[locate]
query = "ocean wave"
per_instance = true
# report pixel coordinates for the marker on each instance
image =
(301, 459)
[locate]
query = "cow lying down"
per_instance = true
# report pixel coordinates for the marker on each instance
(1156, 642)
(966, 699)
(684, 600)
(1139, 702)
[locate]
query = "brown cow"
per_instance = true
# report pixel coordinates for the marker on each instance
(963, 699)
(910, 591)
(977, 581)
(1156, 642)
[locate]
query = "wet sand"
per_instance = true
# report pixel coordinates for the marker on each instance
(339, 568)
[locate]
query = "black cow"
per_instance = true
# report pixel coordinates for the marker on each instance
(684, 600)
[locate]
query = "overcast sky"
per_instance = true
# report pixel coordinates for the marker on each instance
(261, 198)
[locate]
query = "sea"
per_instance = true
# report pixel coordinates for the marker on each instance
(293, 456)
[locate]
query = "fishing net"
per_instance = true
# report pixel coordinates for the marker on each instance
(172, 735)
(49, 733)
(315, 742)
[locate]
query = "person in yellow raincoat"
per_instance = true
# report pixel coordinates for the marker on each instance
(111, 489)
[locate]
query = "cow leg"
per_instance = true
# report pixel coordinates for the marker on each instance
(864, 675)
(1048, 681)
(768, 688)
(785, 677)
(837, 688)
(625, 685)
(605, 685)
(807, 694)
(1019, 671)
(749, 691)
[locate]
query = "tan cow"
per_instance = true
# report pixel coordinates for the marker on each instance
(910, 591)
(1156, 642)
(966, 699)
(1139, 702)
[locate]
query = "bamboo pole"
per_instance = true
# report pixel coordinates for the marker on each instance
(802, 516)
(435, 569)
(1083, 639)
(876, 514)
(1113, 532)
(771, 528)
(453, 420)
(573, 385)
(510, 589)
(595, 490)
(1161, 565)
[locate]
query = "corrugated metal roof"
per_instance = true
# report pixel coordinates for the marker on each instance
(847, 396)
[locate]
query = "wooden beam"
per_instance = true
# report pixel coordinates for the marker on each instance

┄┄┄┄┄┄┄┄┄┄

Your instructions >> Print all of the lines above again, character for character, with nothing changed.

Result >>
[locate]
query = "ocean wave"
per_instance = true
# report pixel coordinates for the marker on each instance
image =
(301, 459)
[locate]
query = "cow lying down"
per_instance = true
# report pixel coordinates for the marker on each instance
(1156, 642)
(966, 699)
(684, 600)
(1139, 702)
[locate]
query = "brown cow"
per_instance = true
# report pixel coordinates for the marker on each instance
(963, 699)
(910, 591)
(977, 581)
(1156, 642)
[locate]
query = "wet sand"
per_instance = true
# report pixel coordinates for the marker on each instance
(339, 568)
[locate]
query = "black cow"
per_instance = true
# report pixel coordinates for the marker on each instance
(684, 600)
[locate]
query = "overcast sky"
per_instance = true
# report pixel coordinates for the marker on each instance
(261, 198)
[locate]
query = "sea"
per_instance = true
# report pixel coordinates for the marker on each instance
(293, 456)
[locate]
query = "fishing net"
per_instance = true
# report pixel coordinates for the marker on each instance
(172, 735)
(49, 733)
(315, 742)
[locate]
query = "person in yellow raincoat"
per_instance = true
# report pixel coordinates for the marker on each instance
(111, 489)
[locate]
query = "cow leg"
per_instance = true
# report pixel coordinates for the marker on each instance
(864, 675)
(1048, 681)
(768, 688)
(785, 677)
(837, 688)
(625, 685)
(605, 685)
(807, 694)
(1019, 671)
(749, 691)
[locate]
query = "tan cow"
per_instance = true
# report pixel coordinates for the marker on each instance
(910, 591)
(1156, 642)
(966, 699)
(1139, 702)
[locate]
query = "bamboo pole"
per_instance = true
# report pixel coordinates for the marker on each instance
(802, 516)
(435, 569)
(1083, 639)
(876, 514)
(1113, 532)
(771, 528)
(453, 420)
(573, 385)
(510, 589)
(595, 490)
(1161, 565)
[locate]
query = "corrugated metal roof"
per_instance = true
# report pixel coordinates for the marker on each instance
(847, 396)
[locate]
query = "wooden beam"
per_instance = true
# report pixel coordinates for the marker on each instance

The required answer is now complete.